**Goal**
Reproduce, character for character, the stretch of the entries from the line containing "of the stone" through the end of the entries, including both of those lines.

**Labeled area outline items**
__________________________________________________
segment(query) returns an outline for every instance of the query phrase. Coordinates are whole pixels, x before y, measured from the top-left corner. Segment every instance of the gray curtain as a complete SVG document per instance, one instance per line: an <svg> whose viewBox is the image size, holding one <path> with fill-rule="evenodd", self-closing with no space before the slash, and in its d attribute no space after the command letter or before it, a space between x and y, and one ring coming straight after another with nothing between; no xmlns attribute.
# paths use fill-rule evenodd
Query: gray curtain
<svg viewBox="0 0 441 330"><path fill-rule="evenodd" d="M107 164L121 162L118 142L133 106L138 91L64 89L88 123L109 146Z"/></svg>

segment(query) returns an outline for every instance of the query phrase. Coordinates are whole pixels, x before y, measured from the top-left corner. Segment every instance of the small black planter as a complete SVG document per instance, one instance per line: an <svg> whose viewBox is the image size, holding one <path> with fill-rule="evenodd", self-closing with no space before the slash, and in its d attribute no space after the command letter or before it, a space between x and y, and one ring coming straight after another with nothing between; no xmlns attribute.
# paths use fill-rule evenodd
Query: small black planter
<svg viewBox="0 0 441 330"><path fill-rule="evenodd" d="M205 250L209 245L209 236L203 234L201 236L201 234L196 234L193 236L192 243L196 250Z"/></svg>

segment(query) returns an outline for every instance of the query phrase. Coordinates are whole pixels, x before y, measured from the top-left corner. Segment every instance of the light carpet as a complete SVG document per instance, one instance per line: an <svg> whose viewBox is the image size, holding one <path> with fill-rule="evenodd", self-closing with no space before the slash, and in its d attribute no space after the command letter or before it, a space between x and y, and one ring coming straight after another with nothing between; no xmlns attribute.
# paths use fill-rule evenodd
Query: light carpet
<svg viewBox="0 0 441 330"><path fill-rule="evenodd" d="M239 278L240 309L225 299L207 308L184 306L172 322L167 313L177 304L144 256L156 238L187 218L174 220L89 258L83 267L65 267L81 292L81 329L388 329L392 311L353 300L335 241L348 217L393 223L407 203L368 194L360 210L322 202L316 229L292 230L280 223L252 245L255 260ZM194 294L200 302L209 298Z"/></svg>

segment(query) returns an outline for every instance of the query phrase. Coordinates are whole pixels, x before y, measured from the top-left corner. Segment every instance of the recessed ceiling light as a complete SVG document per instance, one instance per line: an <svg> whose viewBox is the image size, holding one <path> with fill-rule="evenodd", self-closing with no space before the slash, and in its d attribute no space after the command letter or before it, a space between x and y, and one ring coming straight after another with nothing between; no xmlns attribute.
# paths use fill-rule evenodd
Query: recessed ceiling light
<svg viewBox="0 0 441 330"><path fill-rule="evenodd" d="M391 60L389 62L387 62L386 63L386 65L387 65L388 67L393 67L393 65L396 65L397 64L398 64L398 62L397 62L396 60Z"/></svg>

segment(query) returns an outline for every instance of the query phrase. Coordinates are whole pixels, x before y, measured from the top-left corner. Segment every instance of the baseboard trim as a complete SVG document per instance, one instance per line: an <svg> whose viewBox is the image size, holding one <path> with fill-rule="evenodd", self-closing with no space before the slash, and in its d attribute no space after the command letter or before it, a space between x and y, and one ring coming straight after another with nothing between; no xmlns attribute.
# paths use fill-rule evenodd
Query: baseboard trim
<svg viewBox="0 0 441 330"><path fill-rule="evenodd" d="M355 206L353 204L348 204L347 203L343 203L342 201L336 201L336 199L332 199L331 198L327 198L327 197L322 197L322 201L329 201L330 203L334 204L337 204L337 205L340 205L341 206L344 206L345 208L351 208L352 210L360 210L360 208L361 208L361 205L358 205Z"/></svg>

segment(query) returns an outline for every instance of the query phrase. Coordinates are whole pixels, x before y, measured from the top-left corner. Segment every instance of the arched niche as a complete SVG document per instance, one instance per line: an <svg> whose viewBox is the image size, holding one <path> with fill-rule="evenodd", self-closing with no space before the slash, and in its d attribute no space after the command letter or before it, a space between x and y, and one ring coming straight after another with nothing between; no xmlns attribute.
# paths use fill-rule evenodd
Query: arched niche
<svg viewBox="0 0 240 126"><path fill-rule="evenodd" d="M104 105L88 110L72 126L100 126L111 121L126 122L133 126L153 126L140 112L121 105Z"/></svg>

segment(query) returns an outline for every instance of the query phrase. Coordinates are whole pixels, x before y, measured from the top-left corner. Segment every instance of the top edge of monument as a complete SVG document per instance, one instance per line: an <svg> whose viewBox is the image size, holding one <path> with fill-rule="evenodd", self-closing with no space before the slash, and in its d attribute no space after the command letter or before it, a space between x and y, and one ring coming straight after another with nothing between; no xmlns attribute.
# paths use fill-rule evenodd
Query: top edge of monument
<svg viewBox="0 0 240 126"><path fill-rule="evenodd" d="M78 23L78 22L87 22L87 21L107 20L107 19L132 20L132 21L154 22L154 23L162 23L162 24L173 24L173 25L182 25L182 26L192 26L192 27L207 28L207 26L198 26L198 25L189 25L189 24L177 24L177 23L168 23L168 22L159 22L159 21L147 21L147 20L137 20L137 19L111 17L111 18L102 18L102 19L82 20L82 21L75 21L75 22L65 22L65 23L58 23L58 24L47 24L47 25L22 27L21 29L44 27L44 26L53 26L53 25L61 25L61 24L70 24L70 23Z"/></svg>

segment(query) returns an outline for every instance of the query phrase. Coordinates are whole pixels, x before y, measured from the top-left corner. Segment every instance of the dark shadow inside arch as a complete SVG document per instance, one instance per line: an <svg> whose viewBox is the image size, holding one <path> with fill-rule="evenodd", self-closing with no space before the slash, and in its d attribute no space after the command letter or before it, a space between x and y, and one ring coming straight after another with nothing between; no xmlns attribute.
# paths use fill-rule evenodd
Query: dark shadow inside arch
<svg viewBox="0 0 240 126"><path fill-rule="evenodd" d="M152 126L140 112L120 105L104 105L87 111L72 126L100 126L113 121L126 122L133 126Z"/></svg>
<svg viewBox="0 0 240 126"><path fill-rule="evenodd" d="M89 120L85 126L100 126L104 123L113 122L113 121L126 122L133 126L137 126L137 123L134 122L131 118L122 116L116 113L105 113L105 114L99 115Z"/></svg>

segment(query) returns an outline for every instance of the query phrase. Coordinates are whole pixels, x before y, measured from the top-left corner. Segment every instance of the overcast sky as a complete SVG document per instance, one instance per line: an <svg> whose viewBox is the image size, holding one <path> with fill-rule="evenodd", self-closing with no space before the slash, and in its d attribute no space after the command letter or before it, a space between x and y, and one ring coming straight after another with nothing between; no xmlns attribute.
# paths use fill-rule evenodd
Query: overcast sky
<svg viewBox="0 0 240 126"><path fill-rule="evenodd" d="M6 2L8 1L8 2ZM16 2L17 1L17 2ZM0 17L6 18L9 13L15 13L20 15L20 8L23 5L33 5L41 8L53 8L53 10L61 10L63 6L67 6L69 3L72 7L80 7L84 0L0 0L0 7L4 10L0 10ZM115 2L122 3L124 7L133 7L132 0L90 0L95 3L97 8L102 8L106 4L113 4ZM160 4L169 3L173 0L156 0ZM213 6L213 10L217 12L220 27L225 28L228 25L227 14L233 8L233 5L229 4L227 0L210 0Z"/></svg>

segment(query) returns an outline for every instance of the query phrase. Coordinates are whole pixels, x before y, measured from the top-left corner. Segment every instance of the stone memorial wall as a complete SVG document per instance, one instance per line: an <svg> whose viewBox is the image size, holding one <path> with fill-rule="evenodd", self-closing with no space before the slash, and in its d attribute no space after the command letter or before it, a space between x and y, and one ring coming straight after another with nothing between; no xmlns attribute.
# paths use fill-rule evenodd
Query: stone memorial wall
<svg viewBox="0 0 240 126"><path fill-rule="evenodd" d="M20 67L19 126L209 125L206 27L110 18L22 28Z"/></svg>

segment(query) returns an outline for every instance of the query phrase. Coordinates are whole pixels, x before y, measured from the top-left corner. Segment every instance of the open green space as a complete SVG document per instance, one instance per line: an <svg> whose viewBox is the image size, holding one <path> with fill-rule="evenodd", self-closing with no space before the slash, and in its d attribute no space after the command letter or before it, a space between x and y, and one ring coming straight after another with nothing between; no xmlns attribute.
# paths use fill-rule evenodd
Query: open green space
__________________________________________________
**Result of the task**
segment(query) returns an outline for every instance of the query phrase. Coordinates are whole pixels, x before y, measured from the top-left corner. Segment every instance of the stone memorial wall as a complete SVG document per instance, one instance per line: an <svg> whose viewBox is the image size, holding one <path> with fill-rule="evenodd", self-closing with no space before the slash, and in its d attribute no space after the command letter or before it, a space between x and y, and one ring coming straight after another with nothing between; no xmlns attribute.
# paths use fill-rule evenodd
Query: stone memorial wall
<svg viewBox="0 0 240 126"><path fill-rule="evenodd" d="M20 67L19 126L209 125L206 27L110 18L22 28Z"/></svg>

segment(query) returns an outline for every instance of the query phrase. Coordinates are whole pixels, x before y, measured from the top-left corner. Segment every instance of the open green space as a complete SVG document per instance, one instance per line: an <svg> whose viewBox is the image size, holding one <path> with fill-rule="evenodd", self-closing with no space before the slash, and in its d attribute no space after the command letter or before it, a space between x and y, and one ring coming straight after another with nothing between; no xmlns attribute.
# paths use fill-rule evenodd
Query: open green space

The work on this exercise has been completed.